## Extrait de page
((

La chronique économique de Pierre Ivorra. "Avant de pouvoir partir en retraite, une part notable des seniors sont condamnés à chômer plus."
 

L’entourloupe est devenue une méthode de management, dans les entreprises et de gouvernement, dans le pays. Quelques exemples dans l’actualité nous en persuadent. Nicolas Sarkozy vient de se prononcer pour un nouveau report de l’âge de départ à la retraite. En 2010, il l’avait déjà reculé. François Hollande, lui, l’a porté à soixante-deux ans. L’un et l’autre nous expliquent que pour que les Français puissent continuer à en bénéficier il leur faut travailler plus.

))

Extrayez mot pour mot l'intégralité de la chronique sur l'âge de départ à la retraite. La liste qui suit provient d'une source distincte.

[Éléments répertoriés dans un jeu de données]
((

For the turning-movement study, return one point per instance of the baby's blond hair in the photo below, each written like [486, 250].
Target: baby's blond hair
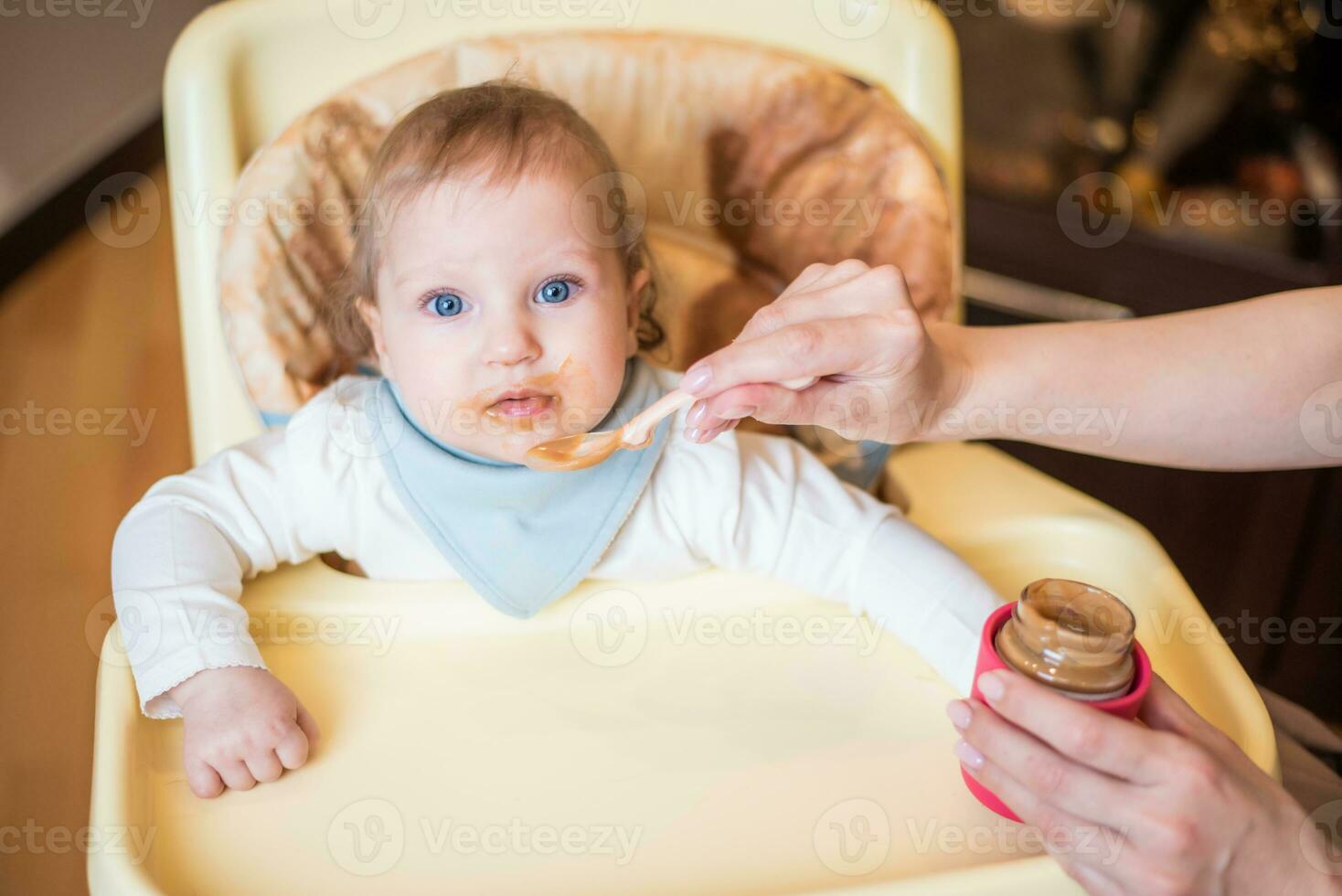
[499, 128]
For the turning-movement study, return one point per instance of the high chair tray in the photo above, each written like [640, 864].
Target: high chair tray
[713, 734]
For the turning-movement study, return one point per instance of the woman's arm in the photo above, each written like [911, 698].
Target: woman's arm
[1235, 387]
[1192, 813]
[1248, 385]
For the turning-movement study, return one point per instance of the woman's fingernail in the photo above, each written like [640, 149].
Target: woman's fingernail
[968, 754]
[958, 712]
[696, 379]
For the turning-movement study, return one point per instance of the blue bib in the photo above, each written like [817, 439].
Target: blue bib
[522, 539]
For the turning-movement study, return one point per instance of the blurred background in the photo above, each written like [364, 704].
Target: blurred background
[1124, 157]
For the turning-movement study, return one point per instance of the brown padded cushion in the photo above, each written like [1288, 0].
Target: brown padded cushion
[693, 120]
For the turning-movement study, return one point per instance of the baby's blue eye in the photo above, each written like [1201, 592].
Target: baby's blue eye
[553, 293]
[446, 304]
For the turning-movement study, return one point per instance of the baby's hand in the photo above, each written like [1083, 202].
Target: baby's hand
[241, 726]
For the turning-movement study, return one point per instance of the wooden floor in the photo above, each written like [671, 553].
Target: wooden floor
[89, 345]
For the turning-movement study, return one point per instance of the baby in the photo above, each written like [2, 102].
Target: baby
[502, 315]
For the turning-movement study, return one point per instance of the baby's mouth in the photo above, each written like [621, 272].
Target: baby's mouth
[524, 405]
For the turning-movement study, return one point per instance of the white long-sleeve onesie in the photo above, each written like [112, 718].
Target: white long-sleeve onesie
[742, 502]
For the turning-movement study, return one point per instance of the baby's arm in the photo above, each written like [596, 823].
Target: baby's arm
[766, 505]
[178, 562]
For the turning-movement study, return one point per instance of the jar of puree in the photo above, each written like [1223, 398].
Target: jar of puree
[1074, 637]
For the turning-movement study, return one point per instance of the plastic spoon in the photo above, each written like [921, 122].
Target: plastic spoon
[590, 448]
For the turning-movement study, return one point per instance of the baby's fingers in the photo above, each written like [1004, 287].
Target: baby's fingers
[293, 750]
[307, 723]
[263, 766]
[235, 774]
[201, 778]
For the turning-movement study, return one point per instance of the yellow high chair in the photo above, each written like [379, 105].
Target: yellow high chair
[597, 747]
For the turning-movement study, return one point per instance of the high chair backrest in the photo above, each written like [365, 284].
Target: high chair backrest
[244, 70]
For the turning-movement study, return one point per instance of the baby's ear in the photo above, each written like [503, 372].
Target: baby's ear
[372, 318]
[638, 286]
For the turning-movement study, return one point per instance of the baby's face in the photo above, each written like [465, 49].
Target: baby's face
[501, 326]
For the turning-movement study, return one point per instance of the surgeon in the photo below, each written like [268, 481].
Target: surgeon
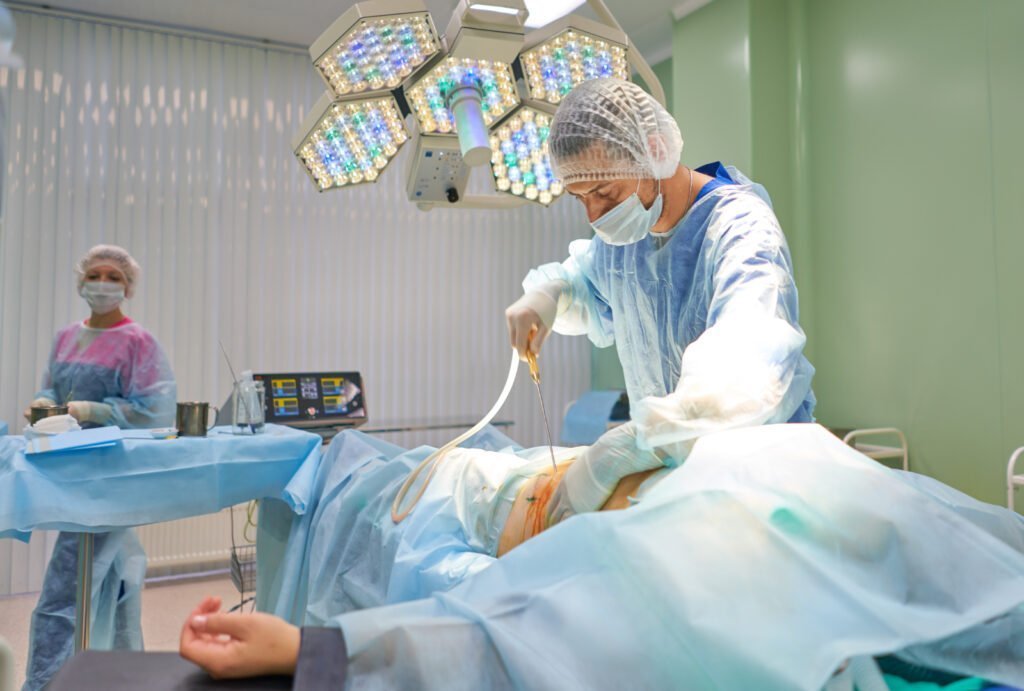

))

## Solution proposée
La chronique économique de Pierre Ivorra. "Avant de pouvoir partir en retraite, une part notable des seniors sont condamnés à chômer plus."
 

L’entourloupe est devenue une méthode de management, dans les entreprises et de gouvernement, dans le pays. Quelques exemples dans l’actualité nous en persuadent. Nicolas Sarkozy vient de se prononcer pour un nouveau report de l’âge de départ à la retraite. En 2010, il l’avait déjà reculé. François Hollande, lui, l’a porté à soixante-deux ans. L’un et l’autre nous expliquent que pour que les Français puissent continuer à en bénéficier il leur faut travailler plus.